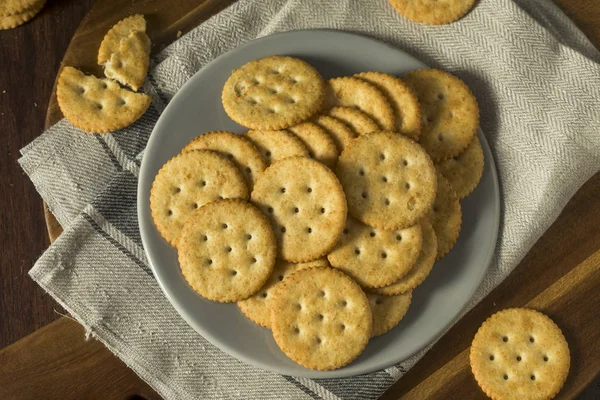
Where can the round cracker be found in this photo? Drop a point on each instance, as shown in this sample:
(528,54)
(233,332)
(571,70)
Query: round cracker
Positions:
(356,93)
(357,120)
(375,257)
(387,311)
(422,267)
(445,216)
(17,19)
(276,145)
(319,143)
(450,112)
(465,170)
(236,148)
(405,104)
(16,7)
(273,93)
(97,105)
(519,353)
(341,134)
(305,204)
(227,250)
(187,182)
(389,180)
(257,307)
(321,318)
(433,12)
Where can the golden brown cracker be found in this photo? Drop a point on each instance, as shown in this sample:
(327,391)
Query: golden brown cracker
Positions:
(445,217)
(97,105)
(450,112)
(520,353)
(187,182)
(422,267)
(273,93)
(320,145)
(465,170)
(305,204)
(356,93)
(407,110)
(375,257)
(226,250)
(433,12)
(321,318)
(389,180)
(236,148)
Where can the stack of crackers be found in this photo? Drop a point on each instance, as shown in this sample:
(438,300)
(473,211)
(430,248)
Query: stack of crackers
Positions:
(322,218)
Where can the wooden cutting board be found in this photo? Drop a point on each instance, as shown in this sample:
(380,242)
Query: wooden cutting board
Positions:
(559,276)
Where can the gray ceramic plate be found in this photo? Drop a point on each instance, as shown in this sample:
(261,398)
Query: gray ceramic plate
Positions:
(197,108)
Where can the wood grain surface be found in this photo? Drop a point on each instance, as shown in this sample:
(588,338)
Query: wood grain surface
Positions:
(559,276)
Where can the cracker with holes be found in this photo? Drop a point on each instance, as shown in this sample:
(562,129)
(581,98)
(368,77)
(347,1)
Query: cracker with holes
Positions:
(376,257)
(30,10)
(446,217)
(450,112)
(125,52)
(389,180)
(422,267)
(97,105)
(357,120)
(227,250)
(387,311)
(305,204)
(341,133)
(257,307)
(187,182)
(356,93)
(433,12)
(519,353)
(277,145)
(465,170)
(407,111)
(321,318)
(273,93)
(320,145)
(236,148)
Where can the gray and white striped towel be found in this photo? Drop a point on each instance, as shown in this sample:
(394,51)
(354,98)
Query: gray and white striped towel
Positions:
(538,84)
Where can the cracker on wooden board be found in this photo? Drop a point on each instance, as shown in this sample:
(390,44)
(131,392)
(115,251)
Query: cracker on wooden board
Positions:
(321,318)
(319,143)
(227,250)
(357,120)
(387,311)
(520,353)
(187,182)
(356,93)
(97,105)
(276,145)
(341,134)
(306,205)
(273,93)
(257,307)
(422,267)
(445,216)
(407,110)
(236,148)
(376,257)
(433,12)
(17,19)
(465,170)
(389,180)
(450,112)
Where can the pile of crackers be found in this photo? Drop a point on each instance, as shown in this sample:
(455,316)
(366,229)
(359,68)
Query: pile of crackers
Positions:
(322,218)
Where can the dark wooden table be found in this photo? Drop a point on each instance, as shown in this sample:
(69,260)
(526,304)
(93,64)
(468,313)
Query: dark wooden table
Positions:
(29,60)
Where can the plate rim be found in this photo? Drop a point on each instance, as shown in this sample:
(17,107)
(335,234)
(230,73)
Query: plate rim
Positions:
(143,206)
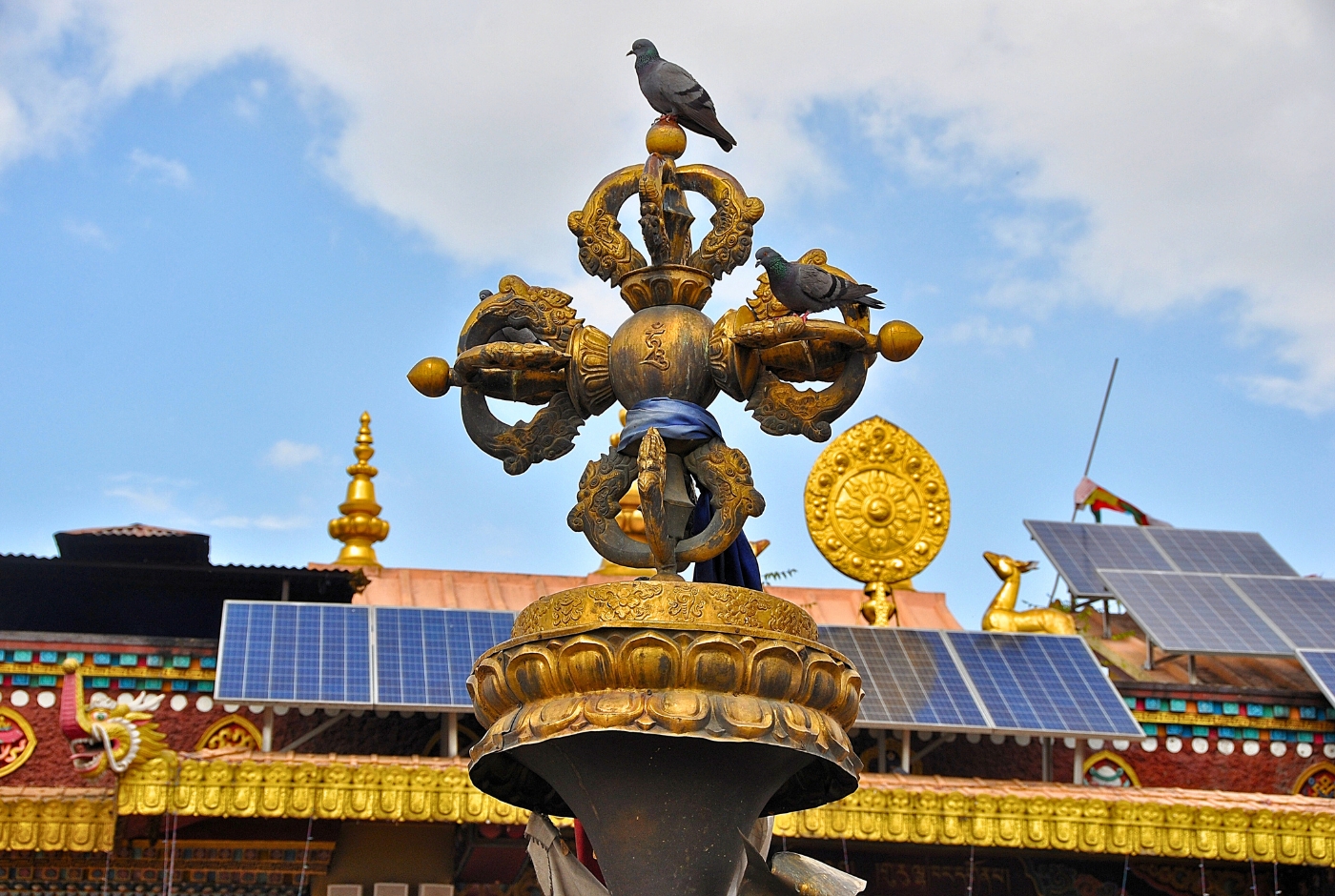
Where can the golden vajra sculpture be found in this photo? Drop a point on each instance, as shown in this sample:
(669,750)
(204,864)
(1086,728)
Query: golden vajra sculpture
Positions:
(657,710)
(1001,615)
(524,343)
(878,510)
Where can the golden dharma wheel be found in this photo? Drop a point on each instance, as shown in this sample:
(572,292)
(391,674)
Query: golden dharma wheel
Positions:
(877,506)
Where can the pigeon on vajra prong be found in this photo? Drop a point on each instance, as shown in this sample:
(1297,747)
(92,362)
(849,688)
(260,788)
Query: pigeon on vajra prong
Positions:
(674,93)
(804,289)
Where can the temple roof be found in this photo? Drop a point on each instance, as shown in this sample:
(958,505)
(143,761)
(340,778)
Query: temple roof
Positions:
(1124,653)
(134,543)
(483,590)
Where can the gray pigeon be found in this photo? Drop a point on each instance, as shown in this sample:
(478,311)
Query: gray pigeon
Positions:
(673,92)
(804,289)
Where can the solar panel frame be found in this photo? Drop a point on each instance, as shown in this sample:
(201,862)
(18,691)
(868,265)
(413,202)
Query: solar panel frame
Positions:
(892,683)
(426,655)
(1302,610)
(307,670)
(1210,616)
(1215,550)
(1321,666)
(1099,546)
(1077,702)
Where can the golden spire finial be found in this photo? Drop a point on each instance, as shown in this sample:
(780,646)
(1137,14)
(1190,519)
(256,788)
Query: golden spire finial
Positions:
(359,526)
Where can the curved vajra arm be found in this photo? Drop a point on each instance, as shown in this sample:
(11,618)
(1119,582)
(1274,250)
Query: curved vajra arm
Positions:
(725,475)
(523,372)
(509,356)
(720,469)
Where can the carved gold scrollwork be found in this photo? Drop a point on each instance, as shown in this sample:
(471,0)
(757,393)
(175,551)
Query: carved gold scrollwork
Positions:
(720,469)
(731,363)
(665,222)
(664,216)
(728,245)
(589,373)
(523,372)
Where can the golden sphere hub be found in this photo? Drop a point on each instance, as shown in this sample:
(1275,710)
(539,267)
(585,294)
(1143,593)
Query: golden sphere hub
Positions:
(430,377)
(667,139)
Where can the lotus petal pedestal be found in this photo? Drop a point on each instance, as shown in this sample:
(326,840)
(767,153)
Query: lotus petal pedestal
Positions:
(665,716)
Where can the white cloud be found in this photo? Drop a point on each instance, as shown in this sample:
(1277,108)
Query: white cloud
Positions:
(247,104)
(86,232)
(286,455)
(166,172)
(153,493)
(980,330)
(1194,140)
(266,521)
(144,497)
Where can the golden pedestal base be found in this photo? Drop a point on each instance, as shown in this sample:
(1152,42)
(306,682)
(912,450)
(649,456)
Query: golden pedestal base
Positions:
(667,659)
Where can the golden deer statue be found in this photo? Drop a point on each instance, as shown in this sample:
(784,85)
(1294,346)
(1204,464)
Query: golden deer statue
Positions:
(1001,615)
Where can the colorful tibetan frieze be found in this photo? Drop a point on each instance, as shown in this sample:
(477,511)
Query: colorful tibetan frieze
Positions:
(16,742)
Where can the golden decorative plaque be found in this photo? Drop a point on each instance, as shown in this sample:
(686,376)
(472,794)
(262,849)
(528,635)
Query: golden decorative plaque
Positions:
(877,506)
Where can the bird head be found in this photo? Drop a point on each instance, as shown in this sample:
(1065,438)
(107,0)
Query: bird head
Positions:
(644,50)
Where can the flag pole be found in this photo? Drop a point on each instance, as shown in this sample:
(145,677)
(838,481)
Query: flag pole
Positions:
(1088,463)
(1098,427)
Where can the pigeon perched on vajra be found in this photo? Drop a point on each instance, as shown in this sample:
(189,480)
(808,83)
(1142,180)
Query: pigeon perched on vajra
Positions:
(805,289)
(676,95)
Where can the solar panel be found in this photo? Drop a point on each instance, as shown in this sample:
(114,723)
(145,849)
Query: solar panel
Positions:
(424,656)
(1202,550)
(910,679)
(1043,682)
(1304,609)
(1194,613)
(1321,666)
(1078,549)
(296,653)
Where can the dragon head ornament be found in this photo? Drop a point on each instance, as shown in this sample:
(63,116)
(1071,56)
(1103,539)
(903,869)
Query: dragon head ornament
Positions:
(106,735)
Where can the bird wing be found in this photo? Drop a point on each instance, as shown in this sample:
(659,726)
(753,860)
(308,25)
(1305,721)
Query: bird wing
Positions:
(818,285)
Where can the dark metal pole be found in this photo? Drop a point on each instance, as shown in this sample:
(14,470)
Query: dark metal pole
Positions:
(1098,429)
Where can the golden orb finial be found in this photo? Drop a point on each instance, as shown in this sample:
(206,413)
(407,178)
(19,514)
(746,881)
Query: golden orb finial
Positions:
(359,526)
(667,139)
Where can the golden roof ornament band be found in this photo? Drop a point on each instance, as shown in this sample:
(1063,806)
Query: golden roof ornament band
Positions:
(878,510)
(359,526)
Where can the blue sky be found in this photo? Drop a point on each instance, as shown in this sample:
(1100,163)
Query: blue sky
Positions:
(224,236)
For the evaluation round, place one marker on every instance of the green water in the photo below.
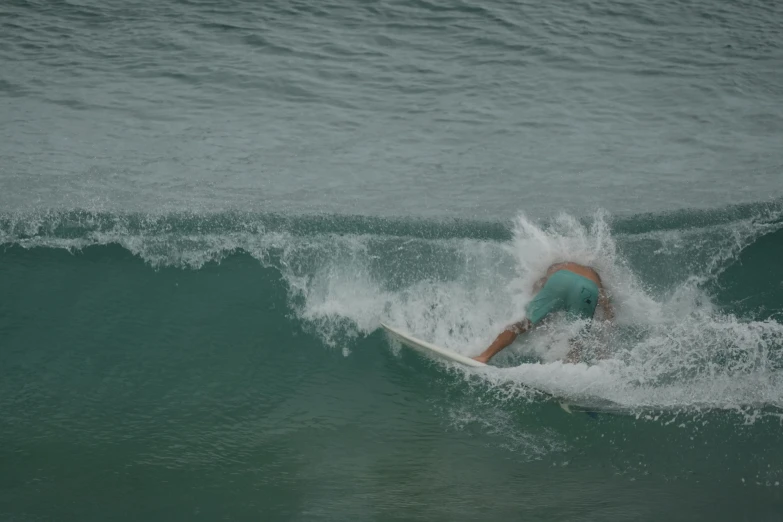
(215, 390)
(207, 209)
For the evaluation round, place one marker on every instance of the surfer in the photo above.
(570, 287)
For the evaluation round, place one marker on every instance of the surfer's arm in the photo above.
(505, 338)
(606, 306)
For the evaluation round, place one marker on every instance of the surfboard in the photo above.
(429, 348)
(597, 406)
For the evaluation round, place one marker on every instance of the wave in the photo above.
(698, 322)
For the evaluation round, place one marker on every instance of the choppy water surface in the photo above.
(206, 209)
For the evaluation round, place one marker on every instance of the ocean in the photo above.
(208, 208)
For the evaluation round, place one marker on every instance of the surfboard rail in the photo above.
(429, 348)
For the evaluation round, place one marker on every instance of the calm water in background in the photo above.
(206, 209)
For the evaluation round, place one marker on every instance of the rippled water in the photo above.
(207, 208)
(392, 108)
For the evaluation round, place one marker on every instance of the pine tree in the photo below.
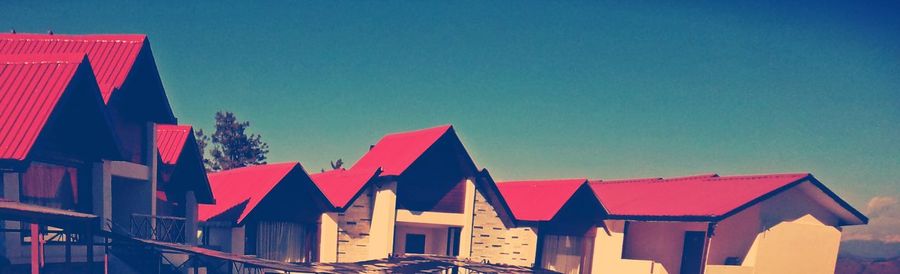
(231, 147)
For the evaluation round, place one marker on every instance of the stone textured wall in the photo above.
(494, 242)
(353, 229)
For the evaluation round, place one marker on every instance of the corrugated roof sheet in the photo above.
(538, 200)
(693, 196)
(394, 153)
(243, 185)
(111, 56)
(170, 140)
(31, 85)
(341, 186)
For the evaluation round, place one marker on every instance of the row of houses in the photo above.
(98, 176)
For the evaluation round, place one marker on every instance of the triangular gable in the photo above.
(485, 183)
(178, 151)
(249, 186)
(699, 198)
(114, 57)
(396, 152)
(35, 90)
(538, 200)
(341, 186)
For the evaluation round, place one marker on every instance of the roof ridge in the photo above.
(759, 176)
(251, 168)
(42, 58)
(541, 181)
(115, 37)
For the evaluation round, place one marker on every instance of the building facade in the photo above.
(82, 116)
(91, 156)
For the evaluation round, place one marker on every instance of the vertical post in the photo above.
(384, 214)
(102, 192)
(328, 237)
(710, 231)
(68, 247)
(35, 249)
(89, 237)
(151, 167)
(190, 219)
(465, 235)
(539, 247)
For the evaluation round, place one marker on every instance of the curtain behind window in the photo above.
(50, 185)
(286, 242)
(566, 254)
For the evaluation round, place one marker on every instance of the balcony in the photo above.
(159, 228)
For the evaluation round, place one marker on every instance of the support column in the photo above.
(328, 235)
(465, 235)
(101, 188)
(35, 249)
(384, 214)
(11, 241)
(89, 258)
(190, 216)
(152, 167)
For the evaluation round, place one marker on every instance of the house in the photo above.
(768, 223)
(54, 136)
(269, 211)
(95, 168)
(81, 136)
(422, 188)
(182, 184)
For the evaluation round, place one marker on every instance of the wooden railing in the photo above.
(160, 228)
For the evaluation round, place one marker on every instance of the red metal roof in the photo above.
(170, 140)
(395, 152)
(30, 87)
(538, 200)
(341, 186)
(111, 56)
(243, 185)
(694, 196)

§ Job
Skip the pictures and copy exactly the lines from the one containing "tree in the photo below." through the end of the material, both ends included.

§ Result below
For the evaluation round, place one marker on every instance of the pine tree in the photo below.
(231, 147)
For the evaluation round, place one marker on every instance of the stone textured wall in the photo above.
(494, 242)
(353, 229)
For the evaluation round, place one marker on every instance of the corrugated roof sheet in the photo above.
(538, 200)
(693, 196)
(394, 153)
(243, 185)
(111, 56)
(170, 140)
(31, 85)
(341, 186)
For the evaluation round, place one marker on every instance of the row of houses in the photo above.
(98, 176)
For the evaluation round, place one marker on every instance of the triangular gable in the photo above.
(485, 183)
(178, 151)
(249, 186)
(699, 198)
(114, 57)
(396, 152)
(35, 90)
(538, 200)
(341, 186)
For the evaluation round, place one marker on every instance of the roof ridge in the photo above.
(759, 176)
(251, 168)
(42, 58)
(541, 181)
(115, 37)
For the evaluation round, place one marker on every instance of the building facade in the photo above.
(82, 116)
(91, 156)
For the evaluation round, place one marker on every instance of the vertical post in the photo above.
(384, 214)
(102, 192)
(328, 237)
(710, 231)
(68, 247)
(35, 249)
(89, 237)
(151, 167)
(190, 219)
(465, 235)
(539, 247)
For the evaluation round, place one marker on every instance of the curtain behind window in the photo above.
(50, 185)
(286, 242)
(566, 254)
For the evaluation round, place one marker on every instance of the balcony in the photo above.
(159, 228)
For the evaluation round, place one marker on every instance of the support column in the photo above.
(328, 235)
(465, 235)
(101, 188)
(35, 249)
(384, 214)
(11, 241)
(89, 258)
(190, 216)
(152, 167)
For the evaluation round, place one marker on every instance of the house in the photo above.
(768, 223)
(54, 136)
(269, 211)
(95, 168)
(81, 136)
(422, 188)
(182, 184)
For the evaluation round, place one marker on every instance of the wooden railing in the photo above.
(160, 228)
For the evaluation round, place one marker on every instance of the red metal roof in the photo above.
(170, 140)
(395, 152)
(30, 87)
(538, 200)
(341, 186)
(111, 56)
(243, 185)
(694, 196)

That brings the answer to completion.